__Request__:
Reproduce only the lines from the line containing "the woman with" to the end of the entries below, including both of those lines.

__Provided records__:
__________

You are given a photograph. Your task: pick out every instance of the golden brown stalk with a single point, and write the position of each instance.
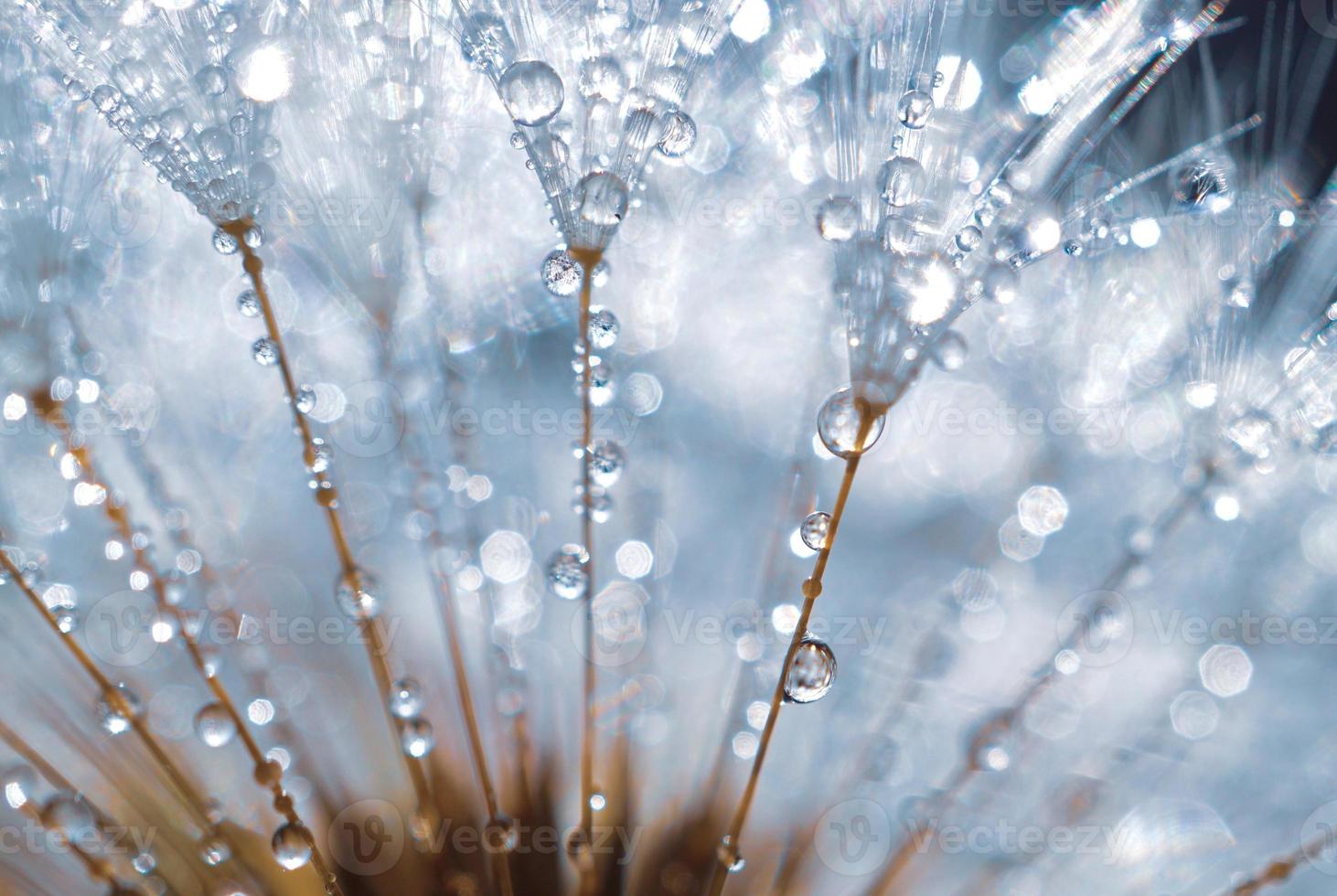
(812, 587)
(327, 497)
(268, 772)
(587, 259)
(188, 794)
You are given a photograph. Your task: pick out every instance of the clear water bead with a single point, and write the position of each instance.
(405, 699)
(292, 847)
(248, 303)
(679, 135)
(214, 725)
(816, 528)
(116, 709)
(567, 577)
(20, 785)
(561, 273)
(265, 352)
(214, 851)
(812, 673)
(606, 462)
(914, 109)
(532, 92)
(358, 597)
(837, 219)
(604, 198)
(841, 418)
(902, 181)
(604, 328)
(225, 243)
(417, 739)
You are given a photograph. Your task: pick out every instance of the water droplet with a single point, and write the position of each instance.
(606, 462)
(902, 181)
(248, 303)
(841, 416)
(417, 739)
(837, 219)
(567, 577)
(914, 109)
(815, 529)
(604, 198)
(225, 243)
(532, 92)
(292, 847)
(405, 699)
(358, 595)
(812, 673)
(265, 352)
(1042, 510)
(214, 851)
(214, 725)
(679, 135)
(561, 273)
(116, 709)
(604, 326)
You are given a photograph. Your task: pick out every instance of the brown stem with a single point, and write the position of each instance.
(812, 590)
(587, 259)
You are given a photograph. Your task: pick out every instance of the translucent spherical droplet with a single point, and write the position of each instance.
(265, 352)
(1042, 510)
(837, 219)
(949, 350)
(567, 577)
(486, 43)
(1255, 432)
(532, 92)
(815, 529)
(214, 851)
(214, 725)
(561, 273)
(914, 109)
(1203, 185)
(604, 328)
(902, 181)
(812, 673)
(968, 239)
(604, 198)
(602, 78)
(405, 699)
(116, 709)
(358, 595)
(845, 413)
(20, 785)
(728, 855)
(71, 817)
(225, 243)
(679, 135)
(248, 303)
(417, 739)
(606, 462)
(292, 847)
(999, 283)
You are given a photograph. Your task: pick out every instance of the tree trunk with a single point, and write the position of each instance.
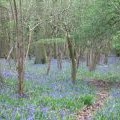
(73, 59)
(40, 54)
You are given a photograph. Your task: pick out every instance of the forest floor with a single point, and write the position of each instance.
(54, 97)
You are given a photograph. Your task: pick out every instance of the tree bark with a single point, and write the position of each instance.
(72, 57)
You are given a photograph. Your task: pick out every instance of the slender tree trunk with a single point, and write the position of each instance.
(73, 59)
(20, 49)
(49, 61)
(106, 59)
(59, 58)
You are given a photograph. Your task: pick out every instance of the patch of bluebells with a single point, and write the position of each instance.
(56, 85)
(111, 110)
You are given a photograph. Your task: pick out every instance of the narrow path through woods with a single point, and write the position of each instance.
(102, 95)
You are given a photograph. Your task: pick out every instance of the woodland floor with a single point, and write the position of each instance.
(54, 97)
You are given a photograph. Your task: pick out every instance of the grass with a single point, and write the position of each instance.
(53, 97)
(111, 110)
(43, 104)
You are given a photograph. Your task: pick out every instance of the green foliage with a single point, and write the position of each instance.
(116, 42)
(88, 100)
(49, 41)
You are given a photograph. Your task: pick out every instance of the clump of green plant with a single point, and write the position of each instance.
(88, 100)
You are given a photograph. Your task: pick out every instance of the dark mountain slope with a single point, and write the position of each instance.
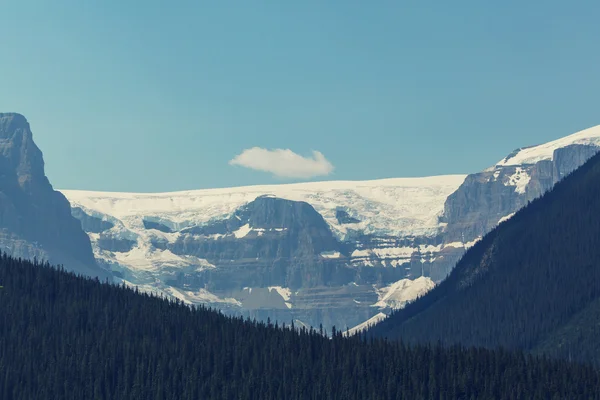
(66, 337)
(524, 282)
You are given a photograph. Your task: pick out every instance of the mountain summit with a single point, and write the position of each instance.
(35, 220)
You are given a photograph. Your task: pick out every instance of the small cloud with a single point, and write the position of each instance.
(283, 163)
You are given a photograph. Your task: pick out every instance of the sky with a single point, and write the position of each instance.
(161, 96)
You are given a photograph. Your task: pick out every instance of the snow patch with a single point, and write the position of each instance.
(534, 154)
(401, 292)
(366, 325)
(505, 218)
(331, 254)
(519, 179)
(243, 231)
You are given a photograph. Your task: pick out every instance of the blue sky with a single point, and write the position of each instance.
(164, 96)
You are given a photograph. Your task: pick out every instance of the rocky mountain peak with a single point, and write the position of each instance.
(19, 153)
(36, 220)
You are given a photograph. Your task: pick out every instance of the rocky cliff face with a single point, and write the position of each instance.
(35, 220)
(487, 197)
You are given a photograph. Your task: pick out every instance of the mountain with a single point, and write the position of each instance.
(324, 252)
(66, 337)
(532, 283)
(35, 220)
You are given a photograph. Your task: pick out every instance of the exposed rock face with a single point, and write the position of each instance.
(322, 253)
(35, 220)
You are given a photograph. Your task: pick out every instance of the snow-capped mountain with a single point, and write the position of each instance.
(331, 253)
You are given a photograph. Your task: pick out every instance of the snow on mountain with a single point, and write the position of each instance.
(534, 154)
(399, 206)
(365, 325)
(399, 293)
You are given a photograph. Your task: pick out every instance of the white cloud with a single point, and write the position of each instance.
(283, 163)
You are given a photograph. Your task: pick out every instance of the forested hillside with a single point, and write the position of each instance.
(533, 283)
(63, 336)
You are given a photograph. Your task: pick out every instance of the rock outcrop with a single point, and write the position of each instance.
(35, 220)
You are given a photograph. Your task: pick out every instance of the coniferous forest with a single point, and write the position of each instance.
(532, 284)
(68, 337)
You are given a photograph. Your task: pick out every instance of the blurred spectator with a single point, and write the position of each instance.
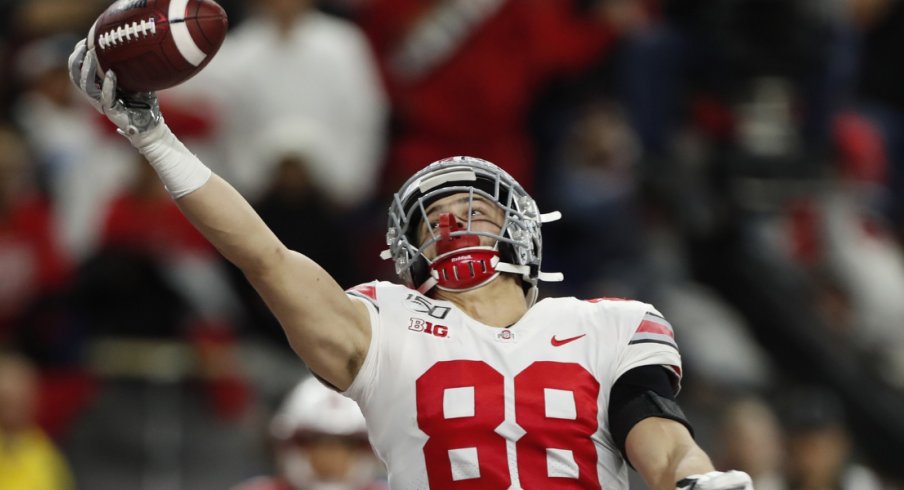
(299, 211)
(321, 444)
(463, 75)
(819, 449)
(31, 263)
(28, 458)
(79, 160)
(288, 60)
(154, 276)
(595, 186)
(750, 438)
(36, 18)
(879, 26)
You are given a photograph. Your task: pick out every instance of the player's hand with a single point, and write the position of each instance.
(716, 480)
(133, 113)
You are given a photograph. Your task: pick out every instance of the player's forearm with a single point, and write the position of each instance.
(226, 219)
(688, 460)
(663, 452)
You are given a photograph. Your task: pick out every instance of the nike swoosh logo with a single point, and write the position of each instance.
(556, 342)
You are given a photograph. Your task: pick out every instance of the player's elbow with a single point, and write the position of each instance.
(267, 262)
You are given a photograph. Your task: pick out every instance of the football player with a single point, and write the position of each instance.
(466, 382)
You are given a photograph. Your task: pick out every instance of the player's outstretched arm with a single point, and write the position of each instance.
(666, 456)
(327, 329)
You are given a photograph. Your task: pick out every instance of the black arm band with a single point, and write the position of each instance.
(638, 394)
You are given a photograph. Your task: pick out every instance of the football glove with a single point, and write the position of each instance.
(137, 117)
(716, 480)
(133, 114)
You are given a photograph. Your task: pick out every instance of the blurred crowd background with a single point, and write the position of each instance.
(737, 163)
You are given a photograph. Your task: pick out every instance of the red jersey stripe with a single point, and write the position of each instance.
(648, 326)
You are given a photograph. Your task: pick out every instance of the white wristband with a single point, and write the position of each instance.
(178, 168)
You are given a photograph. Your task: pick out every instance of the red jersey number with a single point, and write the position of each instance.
(546, 433)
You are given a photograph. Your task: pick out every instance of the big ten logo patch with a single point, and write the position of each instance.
(429, 328)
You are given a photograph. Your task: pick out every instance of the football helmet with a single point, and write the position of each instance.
(461, 263)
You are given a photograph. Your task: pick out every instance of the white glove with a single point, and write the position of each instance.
(137, 117)
(716, 480)
(133, 113)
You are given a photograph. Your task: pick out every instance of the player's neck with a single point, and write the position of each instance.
(500, 303)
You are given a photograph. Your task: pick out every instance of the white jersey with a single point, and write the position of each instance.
(452, 403)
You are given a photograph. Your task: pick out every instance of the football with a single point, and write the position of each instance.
(156, 44)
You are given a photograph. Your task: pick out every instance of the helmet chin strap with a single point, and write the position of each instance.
(462, 263)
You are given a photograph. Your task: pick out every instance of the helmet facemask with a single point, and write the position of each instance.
(461, 262)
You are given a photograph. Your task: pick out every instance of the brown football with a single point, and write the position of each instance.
(156, 44)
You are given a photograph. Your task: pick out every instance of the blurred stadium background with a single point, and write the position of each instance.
(737, 163)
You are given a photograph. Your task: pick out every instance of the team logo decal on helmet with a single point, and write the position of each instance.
(461, 262)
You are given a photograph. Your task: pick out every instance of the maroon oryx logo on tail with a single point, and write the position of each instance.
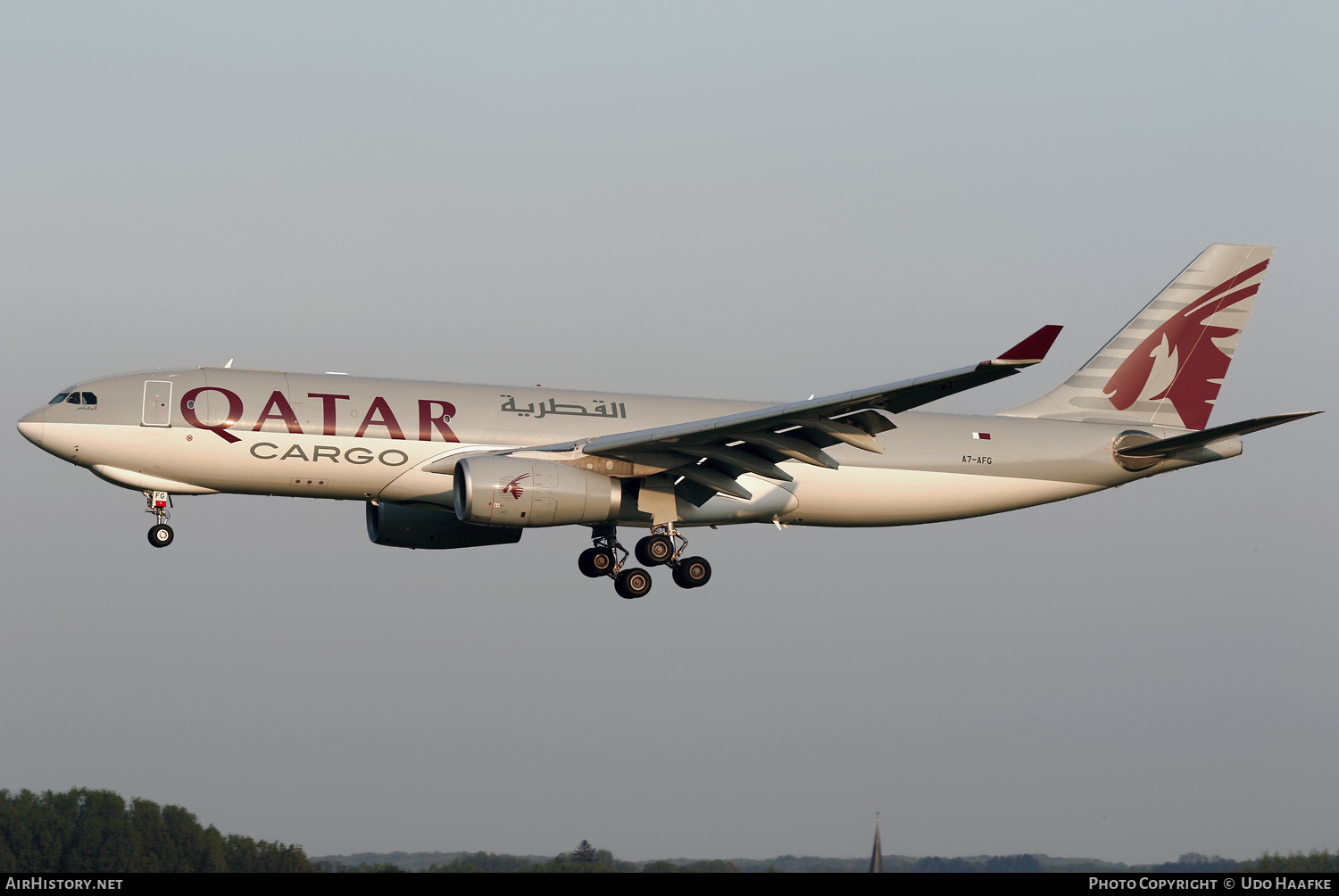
(1180, 361)
(513, 488)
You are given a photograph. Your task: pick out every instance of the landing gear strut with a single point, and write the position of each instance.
(161, 534)
(608, 558)
(661, 548)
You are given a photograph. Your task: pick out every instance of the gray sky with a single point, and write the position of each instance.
(741, 201)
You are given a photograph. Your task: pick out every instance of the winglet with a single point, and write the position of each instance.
(1031, 350)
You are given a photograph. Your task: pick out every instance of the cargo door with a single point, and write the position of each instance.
(157, 410)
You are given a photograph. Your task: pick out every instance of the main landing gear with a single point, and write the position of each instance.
(161, 534)
(661, 548)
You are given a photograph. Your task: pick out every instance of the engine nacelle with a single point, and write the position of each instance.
(396, 526)
(520, 492)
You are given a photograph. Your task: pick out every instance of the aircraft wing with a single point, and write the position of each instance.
(706, 457)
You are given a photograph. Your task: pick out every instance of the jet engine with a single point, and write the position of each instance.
(520, 492)
(398, 526)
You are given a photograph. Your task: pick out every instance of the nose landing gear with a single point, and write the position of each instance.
(161, 534)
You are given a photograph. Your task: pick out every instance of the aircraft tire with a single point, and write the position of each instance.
(632, 583)
(655, 550)
(595, 563)
(161, 536)
(693, 572)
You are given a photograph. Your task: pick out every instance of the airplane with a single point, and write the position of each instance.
(450, 465)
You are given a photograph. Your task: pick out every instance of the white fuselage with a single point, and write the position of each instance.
(369, 439)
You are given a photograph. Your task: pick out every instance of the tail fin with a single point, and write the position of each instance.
(1165, 367)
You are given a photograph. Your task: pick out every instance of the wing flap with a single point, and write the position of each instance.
(725, 448)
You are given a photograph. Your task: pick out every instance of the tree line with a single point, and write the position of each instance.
(98, 832)
(86, 831)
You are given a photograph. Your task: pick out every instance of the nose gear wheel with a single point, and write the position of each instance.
(161, 534)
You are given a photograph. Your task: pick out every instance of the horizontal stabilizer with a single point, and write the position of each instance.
(1162, 448)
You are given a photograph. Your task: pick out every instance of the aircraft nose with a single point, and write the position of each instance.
(34, 425)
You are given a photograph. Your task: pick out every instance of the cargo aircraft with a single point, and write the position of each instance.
(447, 465)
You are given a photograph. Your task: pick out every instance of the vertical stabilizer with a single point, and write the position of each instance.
(1165, 367)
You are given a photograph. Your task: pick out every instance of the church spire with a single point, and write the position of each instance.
(876, 861)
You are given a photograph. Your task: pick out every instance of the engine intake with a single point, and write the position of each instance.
(520, 492)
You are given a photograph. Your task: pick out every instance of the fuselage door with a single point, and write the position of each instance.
(157, 403)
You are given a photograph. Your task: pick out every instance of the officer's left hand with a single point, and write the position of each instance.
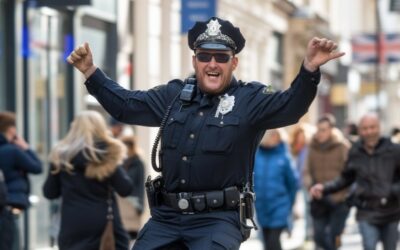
(320, 51)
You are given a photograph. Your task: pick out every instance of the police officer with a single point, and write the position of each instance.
(210, 128)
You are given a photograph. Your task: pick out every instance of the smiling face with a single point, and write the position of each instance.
(214, 77)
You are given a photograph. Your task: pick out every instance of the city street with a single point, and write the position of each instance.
(351, 239)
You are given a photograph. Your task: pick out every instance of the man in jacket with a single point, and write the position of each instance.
(17, 161)
(211, 127)
(326, 159)
(373, 166)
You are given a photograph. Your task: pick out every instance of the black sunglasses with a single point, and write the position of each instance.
(219, 57)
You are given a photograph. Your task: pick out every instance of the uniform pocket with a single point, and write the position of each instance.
(220, 134)
(224, 242)
(174, 129)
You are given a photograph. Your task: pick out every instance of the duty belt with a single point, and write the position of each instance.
(196, 202)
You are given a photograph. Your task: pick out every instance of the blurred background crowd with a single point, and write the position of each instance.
(142, 43)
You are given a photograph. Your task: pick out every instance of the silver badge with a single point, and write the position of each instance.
(213, 28)
(226, 103)
(183, 204)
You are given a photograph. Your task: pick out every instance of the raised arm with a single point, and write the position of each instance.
(320, 51)
(82, 59)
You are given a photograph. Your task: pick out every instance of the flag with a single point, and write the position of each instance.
(365, 48)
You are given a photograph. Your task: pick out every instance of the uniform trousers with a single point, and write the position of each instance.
(207, 230)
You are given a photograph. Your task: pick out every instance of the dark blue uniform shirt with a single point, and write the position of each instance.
(203, 151)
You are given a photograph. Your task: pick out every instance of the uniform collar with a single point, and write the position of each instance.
(3, 139)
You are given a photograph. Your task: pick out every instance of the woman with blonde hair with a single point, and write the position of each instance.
(84, 172)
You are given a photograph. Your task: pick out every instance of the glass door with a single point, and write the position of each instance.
(49, 94)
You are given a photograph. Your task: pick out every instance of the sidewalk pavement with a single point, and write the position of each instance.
(351, 239)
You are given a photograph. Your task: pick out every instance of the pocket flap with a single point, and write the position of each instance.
(226, 121)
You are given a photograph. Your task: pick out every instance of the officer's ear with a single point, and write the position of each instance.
(194, 61)
(235, 62)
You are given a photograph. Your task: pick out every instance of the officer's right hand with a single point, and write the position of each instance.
(317, 190)
(82, 59)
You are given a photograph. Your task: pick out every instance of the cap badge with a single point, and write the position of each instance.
(213, 28)
(226, 103)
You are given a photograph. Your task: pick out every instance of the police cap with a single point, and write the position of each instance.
(216, 34)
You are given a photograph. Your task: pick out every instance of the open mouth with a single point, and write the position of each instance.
(213, 74)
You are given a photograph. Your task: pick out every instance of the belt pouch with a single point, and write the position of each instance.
(215, 199)
(232, 197)
(199, 202)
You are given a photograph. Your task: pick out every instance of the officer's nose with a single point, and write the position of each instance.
(213, 62)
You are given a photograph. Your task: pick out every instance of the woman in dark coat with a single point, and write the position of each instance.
(83, 166)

__________

__Answer to the task__:
You are given a photograph. Your task: pick out every instance of the woman with blonde hair with a single point, and write the position of each instance.
(84, 172)
You are given a photograph. Your task: pick out every instance of the glass door with a single point, and write the position of each instance.
(49, 94)
You are given a photograph. Your task: pick out every instance of the sidewalk pavement with a single point, and write the position of each instance.
(351, 239)
You are given a photograph. Your task: pick out every instance of the pocket flap with a single point, and write the position of each instance.
(226, 121)
You are given a photograph. Your task: pick out every instance of the officer's ear with a single point, and write the position of each instance.
(194, 61)
(235, 62)
You are given a photograph. Your task: pick out every instance of the officer's right hand with a single point, and write the position of each instance.
(317, 190)
(82, 59)
You are given a photograph. Your task: pick out every instance of the cap badge with a single point, and write the position of each instance.
(213, 28)
(226, 103)
You are given a photograph. Your task: pick out every instance of the police cap with a single point, and write the position of each instance.
(216, 34)
You are given a photograph. Your task: pick out every instance of the open mouth with a single point, and write the position of each instance.
(213, 74)
You are given a photograph. Your task: pick out every instance of the belt pouch with a single point, and write the position of each instance.
(215, 199)
(232, 197)
(199, 202)
You are given a photograph. Your task: pick out every instance of the officer's nose with a single point, and write the position of each instance.
(213, 62)
You are given a photograph. Your task: pick out every instance of the woman in dark coat with a single point, and write the position of each instance.
(83, 166)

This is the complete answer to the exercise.